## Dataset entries

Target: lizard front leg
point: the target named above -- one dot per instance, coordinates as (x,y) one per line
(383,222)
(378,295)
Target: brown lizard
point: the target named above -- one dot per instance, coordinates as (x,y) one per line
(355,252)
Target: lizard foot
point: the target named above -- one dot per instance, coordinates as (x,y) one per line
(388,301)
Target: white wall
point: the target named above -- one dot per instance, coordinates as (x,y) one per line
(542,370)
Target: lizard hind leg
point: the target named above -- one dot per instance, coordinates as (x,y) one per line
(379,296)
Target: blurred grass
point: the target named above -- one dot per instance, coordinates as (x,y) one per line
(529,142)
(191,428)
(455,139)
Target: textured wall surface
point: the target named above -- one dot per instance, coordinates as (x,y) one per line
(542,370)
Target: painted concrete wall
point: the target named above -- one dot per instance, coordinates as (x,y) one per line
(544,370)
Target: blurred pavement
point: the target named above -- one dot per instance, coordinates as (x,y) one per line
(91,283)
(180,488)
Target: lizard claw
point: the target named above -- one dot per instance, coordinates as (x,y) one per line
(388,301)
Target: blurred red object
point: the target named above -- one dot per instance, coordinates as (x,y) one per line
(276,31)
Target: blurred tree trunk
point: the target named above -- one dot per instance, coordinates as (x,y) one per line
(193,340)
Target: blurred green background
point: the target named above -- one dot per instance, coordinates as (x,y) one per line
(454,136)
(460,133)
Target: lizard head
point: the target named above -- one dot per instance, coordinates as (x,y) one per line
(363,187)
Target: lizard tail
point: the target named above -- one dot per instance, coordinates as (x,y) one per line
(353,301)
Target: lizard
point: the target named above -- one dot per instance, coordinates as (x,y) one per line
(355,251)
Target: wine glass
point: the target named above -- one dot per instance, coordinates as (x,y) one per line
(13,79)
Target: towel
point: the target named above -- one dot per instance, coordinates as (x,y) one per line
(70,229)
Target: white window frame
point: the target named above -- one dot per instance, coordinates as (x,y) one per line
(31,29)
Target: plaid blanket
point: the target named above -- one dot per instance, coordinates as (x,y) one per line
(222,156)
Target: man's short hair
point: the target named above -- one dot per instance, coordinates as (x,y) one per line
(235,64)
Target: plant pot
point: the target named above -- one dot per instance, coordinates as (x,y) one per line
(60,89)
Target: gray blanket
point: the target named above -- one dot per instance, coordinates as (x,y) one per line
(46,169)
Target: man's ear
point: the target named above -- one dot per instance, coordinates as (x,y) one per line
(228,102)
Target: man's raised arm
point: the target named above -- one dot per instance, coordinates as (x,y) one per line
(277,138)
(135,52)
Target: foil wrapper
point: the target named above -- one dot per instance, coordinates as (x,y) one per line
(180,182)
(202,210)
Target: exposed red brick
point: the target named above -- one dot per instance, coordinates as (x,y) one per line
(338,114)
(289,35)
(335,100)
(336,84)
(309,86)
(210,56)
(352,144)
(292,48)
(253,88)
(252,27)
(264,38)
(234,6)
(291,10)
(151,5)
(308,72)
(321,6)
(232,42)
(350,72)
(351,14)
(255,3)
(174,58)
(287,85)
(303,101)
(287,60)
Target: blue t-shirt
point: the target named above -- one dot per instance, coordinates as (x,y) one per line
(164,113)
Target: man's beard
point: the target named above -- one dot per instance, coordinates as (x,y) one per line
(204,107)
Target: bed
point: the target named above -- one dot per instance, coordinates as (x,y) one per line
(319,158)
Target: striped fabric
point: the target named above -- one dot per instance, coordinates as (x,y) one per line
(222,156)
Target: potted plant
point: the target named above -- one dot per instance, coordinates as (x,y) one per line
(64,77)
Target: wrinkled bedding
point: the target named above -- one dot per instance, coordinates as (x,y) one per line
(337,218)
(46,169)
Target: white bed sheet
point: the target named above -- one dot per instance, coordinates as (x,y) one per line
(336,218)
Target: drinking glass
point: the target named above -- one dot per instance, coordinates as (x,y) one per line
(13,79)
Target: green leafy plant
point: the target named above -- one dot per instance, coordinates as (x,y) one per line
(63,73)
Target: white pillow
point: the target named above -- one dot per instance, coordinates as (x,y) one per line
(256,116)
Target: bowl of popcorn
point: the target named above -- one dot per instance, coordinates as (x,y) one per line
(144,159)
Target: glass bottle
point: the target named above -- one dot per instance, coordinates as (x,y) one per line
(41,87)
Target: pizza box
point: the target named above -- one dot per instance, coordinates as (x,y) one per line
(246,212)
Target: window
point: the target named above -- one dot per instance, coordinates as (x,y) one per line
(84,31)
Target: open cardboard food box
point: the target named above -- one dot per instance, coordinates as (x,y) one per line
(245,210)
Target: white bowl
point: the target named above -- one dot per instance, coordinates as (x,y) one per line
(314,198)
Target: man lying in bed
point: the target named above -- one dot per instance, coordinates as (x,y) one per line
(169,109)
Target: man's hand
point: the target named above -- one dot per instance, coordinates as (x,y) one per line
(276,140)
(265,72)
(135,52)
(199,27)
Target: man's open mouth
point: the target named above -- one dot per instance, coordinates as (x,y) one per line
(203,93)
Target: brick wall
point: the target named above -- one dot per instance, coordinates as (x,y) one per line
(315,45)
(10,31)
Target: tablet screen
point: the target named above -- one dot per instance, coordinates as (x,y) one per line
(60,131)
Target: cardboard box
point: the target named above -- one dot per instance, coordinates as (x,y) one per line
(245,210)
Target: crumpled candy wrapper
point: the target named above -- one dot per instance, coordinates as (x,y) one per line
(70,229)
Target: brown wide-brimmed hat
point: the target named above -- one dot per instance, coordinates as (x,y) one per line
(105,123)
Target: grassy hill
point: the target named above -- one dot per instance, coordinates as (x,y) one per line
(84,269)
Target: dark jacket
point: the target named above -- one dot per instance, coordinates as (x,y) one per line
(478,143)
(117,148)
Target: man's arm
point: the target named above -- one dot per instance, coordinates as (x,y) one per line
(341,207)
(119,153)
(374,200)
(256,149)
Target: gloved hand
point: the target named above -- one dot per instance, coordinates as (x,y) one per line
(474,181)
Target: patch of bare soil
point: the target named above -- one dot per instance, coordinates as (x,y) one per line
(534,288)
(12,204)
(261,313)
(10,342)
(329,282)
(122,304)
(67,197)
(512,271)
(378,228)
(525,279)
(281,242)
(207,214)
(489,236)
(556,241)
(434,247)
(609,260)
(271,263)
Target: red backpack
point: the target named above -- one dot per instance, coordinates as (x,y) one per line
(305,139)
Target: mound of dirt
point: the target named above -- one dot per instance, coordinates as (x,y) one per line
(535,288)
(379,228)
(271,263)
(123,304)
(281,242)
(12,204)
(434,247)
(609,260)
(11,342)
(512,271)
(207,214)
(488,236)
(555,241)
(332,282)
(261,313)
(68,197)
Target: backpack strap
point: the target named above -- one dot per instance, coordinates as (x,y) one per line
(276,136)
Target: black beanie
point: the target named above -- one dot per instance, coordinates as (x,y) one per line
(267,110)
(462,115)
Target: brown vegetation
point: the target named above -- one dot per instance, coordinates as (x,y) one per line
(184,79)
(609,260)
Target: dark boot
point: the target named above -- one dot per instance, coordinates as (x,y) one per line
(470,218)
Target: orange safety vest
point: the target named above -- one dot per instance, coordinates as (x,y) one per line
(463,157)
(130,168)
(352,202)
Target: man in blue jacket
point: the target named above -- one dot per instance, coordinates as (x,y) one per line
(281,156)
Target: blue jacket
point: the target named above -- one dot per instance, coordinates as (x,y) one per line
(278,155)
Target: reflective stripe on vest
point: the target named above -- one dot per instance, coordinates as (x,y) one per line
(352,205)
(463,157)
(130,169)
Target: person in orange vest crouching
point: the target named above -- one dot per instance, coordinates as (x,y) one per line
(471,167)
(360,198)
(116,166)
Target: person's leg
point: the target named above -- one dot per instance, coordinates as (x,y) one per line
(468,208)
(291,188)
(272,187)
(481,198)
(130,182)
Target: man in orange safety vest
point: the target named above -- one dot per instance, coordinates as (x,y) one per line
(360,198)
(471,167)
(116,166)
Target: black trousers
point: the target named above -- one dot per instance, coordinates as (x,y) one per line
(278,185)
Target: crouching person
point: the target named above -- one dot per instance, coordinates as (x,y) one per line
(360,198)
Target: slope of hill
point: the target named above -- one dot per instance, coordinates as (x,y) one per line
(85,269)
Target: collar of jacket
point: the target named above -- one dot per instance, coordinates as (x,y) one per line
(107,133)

## Work request
Scan the records above line by line, counting those where the word "window" appears, and give the count alone.

## The completed task
2